Retype each record exactly.
[MATERIAL FOR THIS EXERCISE Boundary: Start]
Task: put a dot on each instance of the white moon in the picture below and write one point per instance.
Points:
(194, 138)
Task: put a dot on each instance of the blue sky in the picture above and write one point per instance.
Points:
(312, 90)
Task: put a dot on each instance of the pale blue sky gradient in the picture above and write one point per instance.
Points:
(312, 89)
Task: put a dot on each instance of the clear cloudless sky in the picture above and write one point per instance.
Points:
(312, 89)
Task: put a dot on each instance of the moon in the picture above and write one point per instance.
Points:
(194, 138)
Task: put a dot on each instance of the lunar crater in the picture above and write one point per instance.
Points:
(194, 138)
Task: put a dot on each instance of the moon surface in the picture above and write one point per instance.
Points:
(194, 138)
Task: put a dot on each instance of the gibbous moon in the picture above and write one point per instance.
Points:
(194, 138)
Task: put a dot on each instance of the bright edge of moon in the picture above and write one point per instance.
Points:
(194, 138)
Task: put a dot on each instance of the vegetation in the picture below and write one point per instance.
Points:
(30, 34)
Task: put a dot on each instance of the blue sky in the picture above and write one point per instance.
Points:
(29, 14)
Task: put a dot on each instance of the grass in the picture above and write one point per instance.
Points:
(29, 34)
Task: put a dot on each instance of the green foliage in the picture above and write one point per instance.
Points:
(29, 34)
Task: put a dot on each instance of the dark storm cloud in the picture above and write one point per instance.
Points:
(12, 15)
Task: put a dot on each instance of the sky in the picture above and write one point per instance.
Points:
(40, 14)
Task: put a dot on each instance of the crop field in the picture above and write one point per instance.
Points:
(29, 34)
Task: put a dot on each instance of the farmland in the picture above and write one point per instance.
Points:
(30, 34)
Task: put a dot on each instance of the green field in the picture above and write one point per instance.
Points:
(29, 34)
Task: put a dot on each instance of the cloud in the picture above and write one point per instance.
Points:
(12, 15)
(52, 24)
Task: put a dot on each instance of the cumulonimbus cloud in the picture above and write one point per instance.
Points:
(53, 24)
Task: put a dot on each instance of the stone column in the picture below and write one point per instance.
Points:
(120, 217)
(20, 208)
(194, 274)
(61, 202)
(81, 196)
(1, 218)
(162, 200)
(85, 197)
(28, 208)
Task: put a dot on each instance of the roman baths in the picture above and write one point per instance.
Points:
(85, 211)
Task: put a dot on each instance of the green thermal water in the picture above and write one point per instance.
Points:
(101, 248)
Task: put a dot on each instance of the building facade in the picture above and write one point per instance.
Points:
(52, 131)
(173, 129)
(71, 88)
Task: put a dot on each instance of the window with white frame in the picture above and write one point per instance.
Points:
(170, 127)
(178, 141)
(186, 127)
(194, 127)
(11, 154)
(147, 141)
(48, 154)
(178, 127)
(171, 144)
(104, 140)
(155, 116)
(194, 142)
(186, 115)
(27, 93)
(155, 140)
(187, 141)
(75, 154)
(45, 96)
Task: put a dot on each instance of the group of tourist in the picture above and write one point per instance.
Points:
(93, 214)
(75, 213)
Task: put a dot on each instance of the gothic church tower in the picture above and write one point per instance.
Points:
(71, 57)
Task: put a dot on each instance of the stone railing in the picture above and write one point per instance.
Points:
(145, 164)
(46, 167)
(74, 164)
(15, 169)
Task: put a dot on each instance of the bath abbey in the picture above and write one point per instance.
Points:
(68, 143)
[MATERIAL FOR THIS EXERCISE Boundary: End]
FINAL ANSWER:
Task: put a dot on each instance of the white moon in the picture below and write one point per instance.
Points:
(194, 138)
Task: put a dot on each instance of the blue sky in the picture above and write one point per instance.
Points:
(312, 90)
Task: put a dot on each instance of the pale blue sky gradient in the picture above and write one point per instance.
Points:
(312, 89)
Task: put a dot on each instance of the clear cloudless sky in the picture above and write one point per instance.
Points:
(312, 89)
Task: put a dot on each instance of the moon in the picture above and write one point per instance.
Points:
(194, 138)
Task: put a dot on each instance of the lunar crater in the picture above and write one point per instance.
Points:
(194, 138)
Task: put a dot on each instance of the moon surface in the picture above and write one point per instance.
Points:
(194, 138)
Task: put a dot on each instance of the gibbous moon in the picture above and write one point per instance.
Points:
(194, 138)
Task: put a dot on each instance of the bright edge of moon in the picture above and write one point per instance.
Points:
(194, 138)
Task: put a dot on each instance of the vegetation in the picture below and write one point per instance.
Points:
(30, 34)
Task: put a dot on each instance of the blue sky in the picture above and write one point per instance.
Points:
(29, 14)
Task: put a dot on each instance of the grass in the picture above and write one point per instance.
Points:
(29, 34)
Task: put a dot on each instance of the green foliage in the picture above and write one point per instance.
Points:
(29, 34)
Task: put a dot on each instance of the dark storm cloud in the picture above and write one point per instance.
Points:
(12, 15)
Task: put a dot on each instance of the sky in the picture above and write one point per instance.
Points:
(40, 14)
Task: put a dot on each instance of the crop field in the picture above and write one point per instance.
Points:
(29, 34)
Task: put a dot on each instance of the farmland in the picture above and write one point per instance.
Points:
(30, 34)
Task: put a dot on each instance of the green field in the picture above and write one point per instance.
Points:
(29, 34)
Task: put a dot on each instance of the cloud in the picture above and write one point per instance.
Points:
(12, 15)
(52, 24)
Task: put a dot on each instance of the cumulonimbus cloud in the picture above and write one point per instance.
Points:
(53, 24)
Task: put a dot on each instance of the stone column in the picture below and write one point per instance.
Points:
(120, 217)
(20, 208)
(194, 274)
(61, 202)
(81, 196)
(1, 218)
(162, 200)
(85, 197)
(28, 208)
Task: put a dot on each instance of the roman baths in the picture above and write one point per instance.
Points:
(85, 211)
Task: put a dot on each instance of the green thermal water in the picture above and write one point per instance.
Points:
(101, 248)
Task: put a dot on each instance of the building facade in the picture above and write one point per instance.
Points:
(52, 131)
(173, 129)
(71, 88)
Task: put a dot on each instance of the window with white frame in the picture above and write one point per instance.
Points:
(170, 127)
(178, 141)
(186, 127)
(194, 127)
(11, 154)
(147, 141)
(48, 154)
(178, 127)
(171, 144)
(104, 140)
(155, 116)
(194, 142)
(186, 115)
(27, 93)
(155, 140)
(187, 141)
(75, 154)
(45, 96)
Task: put a dot on each instance of the group of tourist in the picture above and write one point per instance.
Points:
(93, 214)
(75, 213)
Task: put a dot on each instance of the gothic church tower in the picture above and write one point per instance.
Points:
(71, 57)
Task: put a dot on each instance of the stone railing in the picture above and write one point per instance.
Points:
(145, 164)
(46, 167)
(74, 164)
(15, 169)
Task: put a dot on each instance of the bath abbey in the picture above and write one point per instance.
Points:
(68, 143)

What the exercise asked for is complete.